== EXERCISE INSTRUCTIONS ==
What is needed here is every line of the records that includes "below".

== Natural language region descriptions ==
○ ○ ○ ○ ○

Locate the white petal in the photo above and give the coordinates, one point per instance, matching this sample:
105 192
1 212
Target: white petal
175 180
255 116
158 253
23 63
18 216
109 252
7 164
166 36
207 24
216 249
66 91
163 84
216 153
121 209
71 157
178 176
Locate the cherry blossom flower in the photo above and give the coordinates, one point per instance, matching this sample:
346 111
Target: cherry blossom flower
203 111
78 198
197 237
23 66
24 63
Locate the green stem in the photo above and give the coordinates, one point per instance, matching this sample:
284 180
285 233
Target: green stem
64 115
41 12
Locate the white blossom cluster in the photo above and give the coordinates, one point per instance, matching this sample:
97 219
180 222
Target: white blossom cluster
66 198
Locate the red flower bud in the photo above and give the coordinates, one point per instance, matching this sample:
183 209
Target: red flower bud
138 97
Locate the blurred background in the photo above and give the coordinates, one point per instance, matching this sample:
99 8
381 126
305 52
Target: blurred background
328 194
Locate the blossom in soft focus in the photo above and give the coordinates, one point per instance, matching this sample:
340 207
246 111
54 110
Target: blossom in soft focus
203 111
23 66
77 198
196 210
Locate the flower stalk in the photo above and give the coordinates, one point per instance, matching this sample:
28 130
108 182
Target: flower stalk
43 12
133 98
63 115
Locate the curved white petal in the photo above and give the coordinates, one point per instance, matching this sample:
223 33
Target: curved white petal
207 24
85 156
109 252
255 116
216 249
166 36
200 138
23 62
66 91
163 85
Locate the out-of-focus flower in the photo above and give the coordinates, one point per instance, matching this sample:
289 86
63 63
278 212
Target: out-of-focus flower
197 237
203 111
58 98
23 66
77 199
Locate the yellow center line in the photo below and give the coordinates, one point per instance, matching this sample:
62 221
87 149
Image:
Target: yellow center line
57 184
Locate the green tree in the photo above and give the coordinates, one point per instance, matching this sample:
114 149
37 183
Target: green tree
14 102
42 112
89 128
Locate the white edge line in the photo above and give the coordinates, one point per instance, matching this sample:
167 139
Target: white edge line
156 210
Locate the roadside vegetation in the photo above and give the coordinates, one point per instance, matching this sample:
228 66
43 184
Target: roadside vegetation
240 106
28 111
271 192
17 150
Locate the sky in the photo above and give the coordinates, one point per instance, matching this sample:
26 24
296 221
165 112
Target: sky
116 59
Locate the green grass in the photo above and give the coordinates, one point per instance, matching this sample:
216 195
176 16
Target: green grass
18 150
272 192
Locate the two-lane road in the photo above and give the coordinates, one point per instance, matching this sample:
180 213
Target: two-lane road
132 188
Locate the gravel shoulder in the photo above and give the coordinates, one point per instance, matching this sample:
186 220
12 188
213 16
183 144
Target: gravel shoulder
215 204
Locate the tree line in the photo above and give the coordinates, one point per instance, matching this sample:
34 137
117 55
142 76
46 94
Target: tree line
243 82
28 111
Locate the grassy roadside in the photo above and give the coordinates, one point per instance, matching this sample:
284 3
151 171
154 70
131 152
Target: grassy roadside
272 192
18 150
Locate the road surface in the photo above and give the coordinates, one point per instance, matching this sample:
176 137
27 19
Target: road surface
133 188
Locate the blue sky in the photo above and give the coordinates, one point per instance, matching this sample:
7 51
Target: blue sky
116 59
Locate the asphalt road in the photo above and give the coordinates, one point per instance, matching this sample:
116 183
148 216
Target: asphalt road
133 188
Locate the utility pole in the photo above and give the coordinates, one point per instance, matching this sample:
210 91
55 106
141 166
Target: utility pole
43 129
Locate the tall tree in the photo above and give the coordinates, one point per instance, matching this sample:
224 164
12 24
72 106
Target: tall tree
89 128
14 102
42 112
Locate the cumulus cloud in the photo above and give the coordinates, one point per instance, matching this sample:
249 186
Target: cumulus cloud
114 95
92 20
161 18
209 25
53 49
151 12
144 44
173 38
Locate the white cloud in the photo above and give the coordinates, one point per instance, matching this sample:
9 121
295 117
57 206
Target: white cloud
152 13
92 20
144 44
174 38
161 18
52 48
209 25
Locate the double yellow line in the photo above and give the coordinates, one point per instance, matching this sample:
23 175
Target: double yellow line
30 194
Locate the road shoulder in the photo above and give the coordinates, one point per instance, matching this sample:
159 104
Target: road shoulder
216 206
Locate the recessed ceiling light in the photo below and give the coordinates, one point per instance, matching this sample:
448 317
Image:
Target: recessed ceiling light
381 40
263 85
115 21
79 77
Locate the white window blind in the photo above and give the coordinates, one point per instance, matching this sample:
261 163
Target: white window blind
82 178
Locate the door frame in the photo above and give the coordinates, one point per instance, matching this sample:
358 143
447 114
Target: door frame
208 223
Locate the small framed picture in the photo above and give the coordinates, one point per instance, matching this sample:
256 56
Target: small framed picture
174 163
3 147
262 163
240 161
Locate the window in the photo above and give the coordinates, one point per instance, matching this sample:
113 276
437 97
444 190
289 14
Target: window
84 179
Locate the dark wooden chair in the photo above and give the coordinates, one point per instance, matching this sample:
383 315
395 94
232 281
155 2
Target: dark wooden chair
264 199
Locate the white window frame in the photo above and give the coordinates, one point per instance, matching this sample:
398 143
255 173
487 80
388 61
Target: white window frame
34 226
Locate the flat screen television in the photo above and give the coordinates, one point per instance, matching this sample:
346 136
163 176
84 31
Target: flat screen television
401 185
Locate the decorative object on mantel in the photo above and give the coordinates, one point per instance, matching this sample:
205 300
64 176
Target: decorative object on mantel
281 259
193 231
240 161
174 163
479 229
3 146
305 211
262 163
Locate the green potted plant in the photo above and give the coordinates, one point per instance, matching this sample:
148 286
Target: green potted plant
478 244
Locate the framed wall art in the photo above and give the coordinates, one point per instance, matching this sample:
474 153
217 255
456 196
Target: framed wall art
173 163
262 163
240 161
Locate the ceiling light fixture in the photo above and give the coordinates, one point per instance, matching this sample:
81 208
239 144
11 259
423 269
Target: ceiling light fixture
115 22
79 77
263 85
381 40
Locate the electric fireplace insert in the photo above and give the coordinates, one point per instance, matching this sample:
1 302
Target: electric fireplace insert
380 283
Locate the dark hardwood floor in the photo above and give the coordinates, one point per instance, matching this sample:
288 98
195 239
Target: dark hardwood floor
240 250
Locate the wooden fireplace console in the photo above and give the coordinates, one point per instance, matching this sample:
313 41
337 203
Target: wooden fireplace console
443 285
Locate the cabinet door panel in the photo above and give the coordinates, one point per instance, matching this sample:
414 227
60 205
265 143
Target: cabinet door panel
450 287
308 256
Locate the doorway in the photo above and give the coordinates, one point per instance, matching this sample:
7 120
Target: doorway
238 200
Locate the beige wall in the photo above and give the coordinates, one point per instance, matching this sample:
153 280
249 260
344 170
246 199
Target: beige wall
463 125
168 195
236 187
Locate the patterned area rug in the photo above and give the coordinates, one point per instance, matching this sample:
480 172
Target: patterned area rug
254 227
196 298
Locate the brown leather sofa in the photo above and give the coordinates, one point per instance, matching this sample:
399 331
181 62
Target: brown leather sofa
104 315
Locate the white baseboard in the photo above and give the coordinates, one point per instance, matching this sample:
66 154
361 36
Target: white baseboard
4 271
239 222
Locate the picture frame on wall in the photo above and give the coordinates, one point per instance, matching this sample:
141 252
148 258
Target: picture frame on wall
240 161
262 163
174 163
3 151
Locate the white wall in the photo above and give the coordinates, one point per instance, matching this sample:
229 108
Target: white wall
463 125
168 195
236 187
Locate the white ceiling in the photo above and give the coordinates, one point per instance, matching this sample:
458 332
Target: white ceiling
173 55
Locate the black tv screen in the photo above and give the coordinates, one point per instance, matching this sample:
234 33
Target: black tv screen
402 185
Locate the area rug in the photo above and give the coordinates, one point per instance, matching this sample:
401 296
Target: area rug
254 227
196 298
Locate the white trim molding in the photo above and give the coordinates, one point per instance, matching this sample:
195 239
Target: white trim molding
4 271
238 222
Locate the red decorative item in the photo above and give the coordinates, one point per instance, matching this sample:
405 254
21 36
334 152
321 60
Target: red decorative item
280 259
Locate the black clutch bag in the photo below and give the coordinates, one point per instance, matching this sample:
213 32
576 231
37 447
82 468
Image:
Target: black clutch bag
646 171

○ ○ ○ ○ ○

== YOUR SOLUTION ==
Locate the yellow center line in the photo below and give the coordinates, one point per instance, matching this sample:
Locate the recessed ceiling light in the photo below and give the coordinates, one point per instance, matching this sample:
Locate the black clutch bag in the photo below and give the coordinates, one point per instance, matching this sample:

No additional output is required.